__Given problem__.
Locate the line containing "Could you kindly point to the military" in the material below; repeat it and every line after it, exactly as written.

+++ Information provided

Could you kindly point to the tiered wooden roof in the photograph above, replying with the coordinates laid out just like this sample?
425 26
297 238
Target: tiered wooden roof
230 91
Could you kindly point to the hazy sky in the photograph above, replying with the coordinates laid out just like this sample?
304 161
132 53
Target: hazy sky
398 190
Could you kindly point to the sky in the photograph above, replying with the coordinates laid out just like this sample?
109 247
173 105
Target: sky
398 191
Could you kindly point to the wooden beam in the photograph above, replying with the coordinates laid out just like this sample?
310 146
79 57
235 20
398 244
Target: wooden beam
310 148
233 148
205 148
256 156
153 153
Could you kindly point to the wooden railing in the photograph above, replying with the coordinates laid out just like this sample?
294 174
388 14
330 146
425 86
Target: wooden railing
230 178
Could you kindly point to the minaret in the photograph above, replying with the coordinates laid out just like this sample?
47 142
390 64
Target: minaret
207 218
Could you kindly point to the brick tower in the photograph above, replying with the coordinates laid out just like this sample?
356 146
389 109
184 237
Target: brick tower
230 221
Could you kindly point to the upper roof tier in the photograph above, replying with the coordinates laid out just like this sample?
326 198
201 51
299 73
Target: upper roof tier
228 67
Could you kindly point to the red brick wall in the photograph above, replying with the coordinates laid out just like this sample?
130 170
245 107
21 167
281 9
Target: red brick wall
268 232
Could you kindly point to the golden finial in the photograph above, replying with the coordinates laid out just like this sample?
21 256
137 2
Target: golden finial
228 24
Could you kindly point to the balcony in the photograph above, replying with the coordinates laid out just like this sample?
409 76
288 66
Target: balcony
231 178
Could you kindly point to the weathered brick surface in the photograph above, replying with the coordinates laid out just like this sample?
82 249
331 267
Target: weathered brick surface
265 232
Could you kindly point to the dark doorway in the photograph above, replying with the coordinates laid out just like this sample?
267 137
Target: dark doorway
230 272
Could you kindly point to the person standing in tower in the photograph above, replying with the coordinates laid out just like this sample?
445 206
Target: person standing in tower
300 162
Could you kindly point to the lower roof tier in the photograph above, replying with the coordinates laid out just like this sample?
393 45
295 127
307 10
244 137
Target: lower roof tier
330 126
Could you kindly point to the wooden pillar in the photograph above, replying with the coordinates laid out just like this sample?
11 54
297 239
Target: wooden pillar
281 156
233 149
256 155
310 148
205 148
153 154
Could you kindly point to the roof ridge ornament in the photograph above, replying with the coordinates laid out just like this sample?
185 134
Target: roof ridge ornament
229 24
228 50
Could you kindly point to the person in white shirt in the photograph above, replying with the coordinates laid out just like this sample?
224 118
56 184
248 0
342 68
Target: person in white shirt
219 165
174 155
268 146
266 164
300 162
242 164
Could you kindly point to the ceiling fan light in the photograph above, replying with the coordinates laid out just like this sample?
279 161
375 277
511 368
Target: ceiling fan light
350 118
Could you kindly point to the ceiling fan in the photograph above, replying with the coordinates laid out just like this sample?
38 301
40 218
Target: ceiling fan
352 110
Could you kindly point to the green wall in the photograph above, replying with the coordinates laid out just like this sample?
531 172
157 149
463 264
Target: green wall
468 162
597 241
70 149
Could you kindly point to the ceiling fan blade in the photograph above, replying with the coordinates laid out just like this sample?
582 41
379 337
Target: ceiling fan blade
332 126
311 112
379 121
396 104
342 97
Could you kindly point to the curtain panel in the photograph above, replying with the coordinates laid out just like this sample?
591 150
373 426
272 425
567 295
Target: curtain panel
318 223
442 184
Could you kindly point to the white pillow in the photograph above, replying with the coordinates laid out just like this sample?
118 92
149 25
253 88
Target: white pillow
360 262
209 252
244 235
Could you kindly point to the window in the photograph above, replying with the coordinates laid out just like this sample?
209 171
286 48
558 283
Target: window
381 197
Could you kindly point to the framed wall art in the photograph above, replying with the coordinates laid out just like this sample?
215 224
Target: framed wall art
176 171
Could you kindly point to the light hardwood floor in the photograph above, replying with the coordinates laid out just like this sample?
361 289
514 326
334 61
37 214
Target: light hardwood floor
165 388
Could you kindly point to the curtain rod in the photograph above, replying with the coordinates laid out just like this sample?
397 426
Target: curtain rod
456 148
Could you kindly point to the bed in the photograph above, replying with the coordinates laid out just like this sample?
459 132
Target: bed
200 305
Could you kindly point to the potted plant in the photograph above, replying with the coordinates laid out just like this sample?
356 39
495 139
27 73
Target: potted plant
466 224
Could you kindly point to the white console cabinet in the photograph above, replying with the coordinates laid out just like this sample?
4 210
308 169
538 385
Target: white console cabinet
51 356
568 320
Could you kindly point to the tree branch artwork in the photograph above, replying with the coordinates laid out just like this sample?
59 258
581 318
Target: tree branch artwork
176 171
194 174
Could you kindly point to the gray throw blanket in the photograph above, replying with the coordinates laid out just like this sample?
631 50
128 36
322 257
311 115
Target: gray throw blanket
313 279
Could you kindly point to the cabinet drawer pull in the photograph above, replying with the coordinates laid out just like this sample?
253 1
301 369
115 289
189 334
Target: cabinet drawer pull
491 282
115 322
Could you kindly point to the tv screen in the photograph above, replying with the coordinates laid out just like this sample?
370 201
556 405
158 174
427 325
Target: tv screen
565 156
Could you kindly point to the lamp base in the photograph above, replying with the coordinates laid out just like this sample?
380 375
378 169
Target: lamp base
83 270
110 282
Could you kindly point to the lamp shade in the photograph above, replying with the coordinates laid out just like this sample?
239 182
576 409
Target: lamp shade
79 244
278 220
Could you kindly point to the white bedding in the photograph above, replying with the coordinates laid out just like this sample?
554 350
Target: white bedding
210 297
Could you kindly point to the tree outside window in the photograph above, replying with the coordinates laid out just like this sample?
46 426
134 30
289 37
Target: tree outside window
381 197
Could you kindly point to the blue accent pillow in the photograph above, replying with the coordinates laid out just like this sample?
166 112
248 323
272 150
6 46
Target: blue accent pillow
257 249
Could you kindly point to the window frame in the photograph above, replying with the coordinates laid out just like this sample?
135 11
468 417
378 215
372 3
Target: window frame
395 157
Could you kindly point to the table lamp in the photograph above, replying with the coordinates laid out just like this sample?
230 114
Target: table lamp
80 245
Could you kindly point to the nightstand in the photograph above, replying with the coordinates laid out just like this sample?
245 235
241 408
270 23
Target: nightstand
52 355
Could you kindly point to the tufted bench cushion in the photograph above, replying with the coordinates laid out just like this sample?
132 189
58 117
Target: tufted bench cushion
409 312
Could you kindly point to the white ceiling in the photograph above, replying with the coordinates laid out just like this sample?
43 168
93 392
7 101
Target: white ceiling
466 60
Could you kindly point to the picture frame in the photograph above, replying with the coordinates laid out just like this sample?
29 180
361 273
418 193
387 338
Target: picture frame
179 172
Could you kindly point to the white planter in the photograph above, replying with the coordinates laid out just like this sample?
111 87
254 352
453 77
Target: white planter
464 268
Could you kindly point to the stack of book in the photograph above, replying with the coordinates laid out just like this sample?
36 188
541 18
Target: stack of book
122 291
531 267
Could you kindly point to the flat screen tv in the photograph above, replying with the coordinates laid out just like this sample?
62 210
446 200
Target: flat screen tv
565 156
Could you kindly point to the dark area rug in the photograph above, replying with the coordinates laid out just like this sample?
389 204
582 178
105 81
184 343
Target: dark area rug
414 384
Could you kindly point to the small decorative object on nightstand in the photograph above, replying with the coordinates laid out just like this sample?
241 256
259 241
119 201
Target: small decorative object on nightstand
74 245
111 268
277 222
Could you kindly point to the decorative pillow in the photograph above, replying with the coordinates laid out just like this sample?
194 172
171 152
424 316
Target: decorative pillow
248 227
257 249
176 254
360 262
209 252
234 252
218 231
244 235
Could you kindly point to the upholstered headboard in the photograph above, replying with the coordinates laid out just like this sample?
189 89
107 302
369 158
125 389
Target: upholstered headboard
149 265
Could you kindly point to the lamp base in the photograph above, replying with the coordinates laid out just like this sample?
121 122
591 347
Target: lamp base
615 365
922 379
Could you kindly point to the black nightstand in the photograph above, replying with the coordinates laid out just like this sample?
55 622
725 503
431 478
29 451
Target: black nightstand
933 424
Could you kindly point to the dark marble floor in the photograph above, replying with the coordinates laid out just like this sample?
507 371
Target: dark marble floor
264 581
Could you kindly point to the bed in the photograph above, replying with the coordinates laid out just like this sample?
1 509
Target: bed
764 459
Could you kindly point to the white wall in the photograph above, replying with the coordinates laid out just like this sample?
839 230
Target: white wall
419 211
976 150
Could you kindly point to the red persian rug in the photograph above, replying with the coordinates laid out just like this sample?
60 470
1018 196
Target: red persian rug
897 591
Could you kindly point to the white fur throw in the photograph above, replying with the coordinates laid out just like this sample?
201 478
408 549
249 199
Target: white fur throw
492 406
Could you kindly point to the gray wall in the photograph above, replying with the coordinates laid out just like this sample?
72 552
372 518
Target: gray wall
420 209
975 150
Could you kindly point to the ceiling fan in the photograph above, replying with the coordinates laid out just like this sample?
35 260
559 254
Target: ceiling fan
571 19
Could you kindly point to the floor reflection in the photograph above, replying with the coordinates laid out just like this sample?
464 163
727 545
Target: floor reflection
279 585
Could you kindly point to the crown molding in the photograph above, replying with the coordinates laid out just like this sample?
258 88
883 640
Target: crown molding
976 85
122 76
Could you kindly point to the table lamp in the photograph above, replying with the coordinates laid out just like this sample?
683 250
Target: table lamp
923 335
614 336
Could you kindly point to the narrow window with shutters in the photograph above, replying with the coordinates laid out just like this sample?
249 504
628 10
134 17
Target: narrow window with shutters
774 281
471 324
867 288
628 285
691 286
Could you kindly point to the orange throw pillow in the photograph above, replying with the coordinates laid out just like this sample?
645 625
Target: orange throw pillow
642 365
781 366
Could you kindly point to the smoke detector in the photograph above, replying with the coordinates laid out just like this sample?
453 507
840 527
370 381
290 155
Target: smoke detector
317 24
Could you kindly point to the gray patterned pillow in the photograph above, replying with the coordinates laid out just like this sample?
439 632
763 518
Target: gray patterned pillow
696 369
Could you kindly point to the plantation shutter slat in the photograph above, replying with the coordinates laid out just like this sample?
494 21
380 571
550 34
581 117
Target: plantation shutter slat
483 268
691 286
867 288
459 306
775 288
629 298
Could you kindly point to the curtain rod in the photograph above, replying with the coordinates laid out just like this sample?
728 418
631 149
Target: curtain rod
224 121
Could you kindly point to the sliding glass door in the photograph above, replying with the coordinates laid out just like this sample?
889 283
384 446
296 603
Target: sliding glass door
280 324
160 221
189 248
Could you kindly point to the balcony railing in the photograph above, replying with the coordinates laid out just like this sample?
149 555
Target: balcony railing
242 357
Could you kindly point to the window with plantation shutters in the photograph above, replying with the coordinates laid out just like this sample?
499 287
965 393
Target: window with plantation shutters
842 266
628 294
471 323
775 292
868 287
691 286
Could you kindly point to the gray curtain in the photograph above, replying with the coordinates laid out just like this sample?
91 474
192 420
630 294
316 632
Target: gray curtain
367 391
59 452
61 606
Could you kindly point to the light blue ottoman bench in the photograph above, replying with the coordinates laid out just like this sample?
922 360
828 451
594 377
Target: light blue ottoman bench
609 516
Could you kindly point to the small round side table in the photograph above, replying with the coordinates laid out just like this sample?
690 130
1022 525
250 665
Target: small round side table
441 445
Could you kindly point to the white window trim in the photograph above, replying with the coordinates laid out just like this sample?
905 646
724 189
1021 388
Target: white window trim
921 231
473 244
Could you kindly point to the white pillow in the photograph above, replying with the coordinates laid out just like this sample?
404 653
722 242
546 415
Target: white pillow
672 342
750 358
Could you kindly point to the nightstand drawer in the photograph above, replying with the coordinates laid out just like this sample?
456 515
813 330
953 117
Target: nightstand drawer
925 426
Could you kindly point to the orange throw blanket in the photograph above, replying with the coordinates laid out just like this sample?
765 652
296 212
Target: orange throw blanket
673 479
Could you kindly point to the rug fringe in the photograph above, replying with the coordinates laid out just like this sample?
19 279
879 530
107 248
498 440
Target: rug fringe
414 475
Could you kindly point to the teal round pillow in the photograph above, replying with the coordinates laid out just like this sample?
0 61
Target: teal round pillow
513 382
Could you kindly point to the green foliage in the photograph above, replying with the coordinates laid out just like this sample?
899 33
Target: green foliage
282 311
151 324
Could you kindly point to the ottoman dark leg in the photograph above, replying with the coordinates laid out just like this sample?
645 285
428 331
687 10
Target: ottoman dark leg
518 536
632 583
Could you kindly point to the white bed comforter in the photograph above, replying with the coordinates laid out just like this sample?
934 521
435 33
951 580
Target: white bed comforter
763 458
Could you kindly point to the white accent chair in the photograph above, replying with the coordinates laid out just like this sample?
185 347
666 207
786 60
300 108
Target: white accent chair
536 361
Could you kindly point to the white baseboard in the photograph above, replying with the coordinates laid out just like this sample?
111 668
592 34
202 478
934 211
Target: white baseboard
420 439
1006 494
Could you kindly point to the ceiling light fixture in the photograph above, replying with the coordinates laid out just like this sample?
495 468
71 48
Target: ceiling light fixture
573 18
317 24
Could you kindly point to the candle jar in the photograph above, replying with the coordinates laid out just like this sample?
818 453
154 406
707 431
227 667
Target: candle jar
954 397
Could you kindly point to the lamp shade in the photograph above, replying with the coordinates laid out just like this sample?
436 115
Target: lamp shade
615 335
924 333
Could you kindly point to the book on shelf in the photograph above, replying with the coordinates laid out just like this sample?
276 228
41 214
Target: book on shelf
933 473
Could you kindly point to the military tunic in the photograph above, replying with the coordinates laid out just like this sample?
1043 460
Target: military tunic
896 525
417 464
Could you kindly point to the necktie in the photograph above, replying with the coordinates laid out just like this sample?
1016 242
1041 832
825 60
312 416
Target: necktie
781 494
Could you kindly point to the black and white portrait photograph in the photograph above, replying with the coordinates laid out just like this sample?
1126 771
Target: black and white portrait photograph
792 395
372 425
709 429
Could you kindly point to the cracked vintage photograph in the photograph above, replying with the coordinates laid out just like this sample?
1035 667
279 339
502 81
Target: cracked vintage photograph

++++++

__Answer for this exercise__.
Could you kindly point to the military tunic in the photograph above, replying with the coordinates laid out just like this sample?
1043 460
Target: military tunic
896 525
417 464
Could you kindly point to the necktie in the photograph above, replying with the coordinates laid out just like this sample?
1016 242
1041 832
825 60
312 416
Target: necktie
781 494
Could you kindly point to the black and white portrait photograph in the photograph above, replying with the coordinates laid out just like this sample?
1126 771
Target: black and white portrait photograph
792 395
372 425
709 429
Could you kindly point to the cracked vintage photograph in the photograph above, replying with the coordinates laid out just like this sample?
1035 667
279 339
502 81
Target: cracked vintage photograph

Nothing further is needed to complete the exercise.